(Records from a point labeling set)
# # # # #
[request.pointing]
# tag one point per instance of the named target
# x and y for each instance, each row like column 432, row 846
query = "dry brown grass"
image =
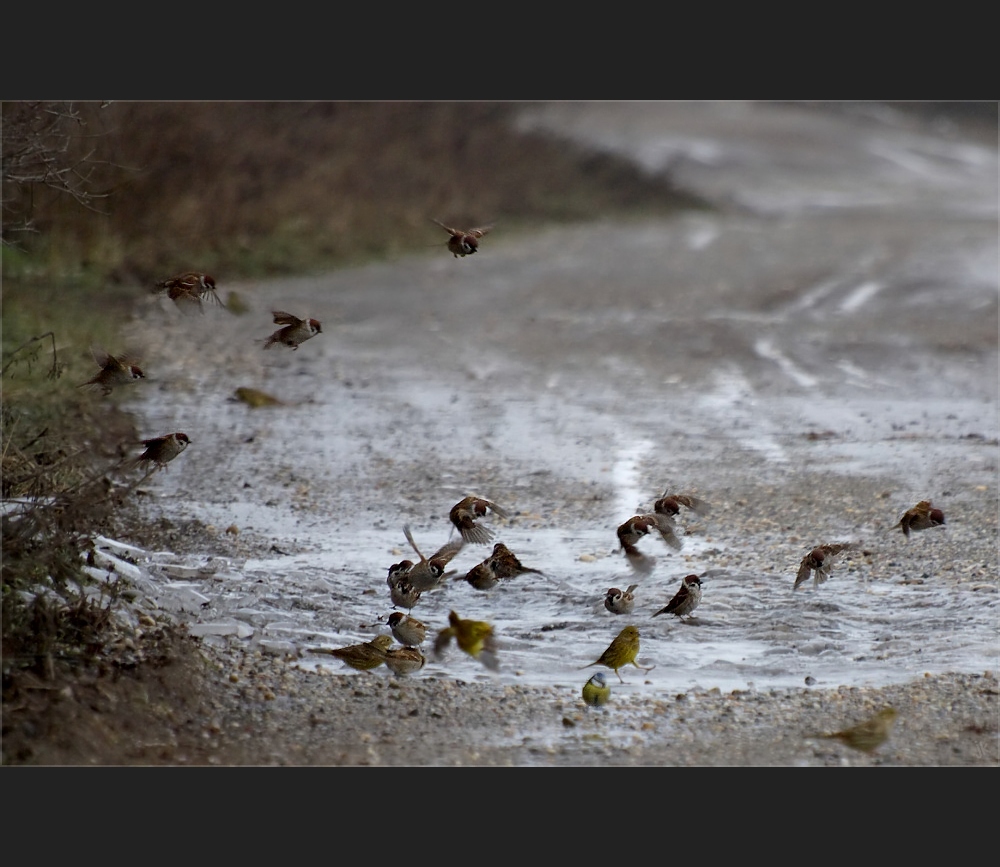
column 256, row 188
# # # # #
YOUR INSTRUCTIONS — Write out the entries again, exactly as given, skipping any images.

WRITTEN RESPONSE —
[request.pointing]
# tag one point per instance of the named target
# x and y for each instance, each row like column 432, row 846
query = "dry brown grass"
image =
column 256, row 188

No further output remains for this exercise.